▶ [SELECTED EXTRACT]

It's starting to get to the stage where I think I need new contact lenses. Today I read on the BBC website that "Children are being tested for BSE". I thought that would explain a lot until I re-read it and realised it said "Chickens are being tested for BSE..."
What can I say? I'm half-deaf and half-blind, I'm incredibly good at misreading/hearing things...
Real sign: "Be Our Guest" (on a chair at the local Bunnings"
I read it as: "Beer Our Guest"
Same week, Real quote: "I'm a bitch", "No, you're a skank"
I hear as "I'm a beer", "No, you're a keg"
Real quote: "I'm going out the front"
I hear something about "a grinch made of fruit"
Real quote: "I don't know what I want"
I hear: "No one's going to get any blob"
Admittedly my sister did have a HUGE wad of bubblegum in her mouth when she said that last one so surely I can be excused for mishearing it?
For years I thought that the highly-complimentary phrase "Your money's no good here" (meaning "You're such a good friend of ours/this establishment that we wouldn't dream of charging you") as a deadly insult. Get out of here and never come back and take your filthy money with you.
When I heard my then-roommate say "Put the turnips in the toaster," I realized that it was past time to get my hearing checked. Yup, now I have the hearing aids I needed all my life. (When I was little, I assumed that everyone knew what teachers were assigning by some sort of magic.)

▶ [REQUIRED WORK] Revise the passage on mishearing and misreading, starting at "I hear something" and ending at "money with you.", so that "bubblegum" becomes "toffee". Work only from the text above.

▶ [RECORDED INFORMATION]

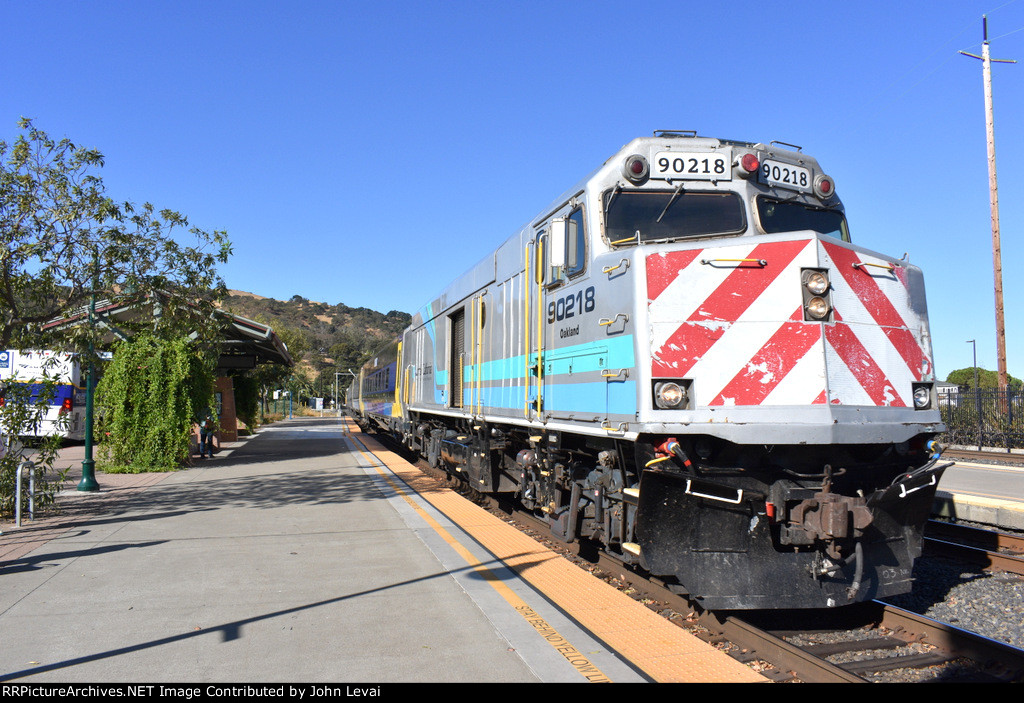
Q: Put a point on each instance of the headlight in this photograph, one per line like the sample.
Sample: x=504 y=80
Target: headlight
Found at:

▶ [OUTPUT]
I hear something about "a grinch made of fruit"
Real quote: "I don't know what I want"
I hear: "No one's going to get any blob"
Admittedly my sister did have a HUGE wad of toffee in her mouth when she said that last one so surely I can be excused for mishearing it?
For years I thought that the highly-complimentary phrase "Your money's no good here" (meaning "You're such a good friend of ours/this establishment that we wouldn't dream of charging you") as a deadly insult. Get out of here and never come back and take your filthy money with you.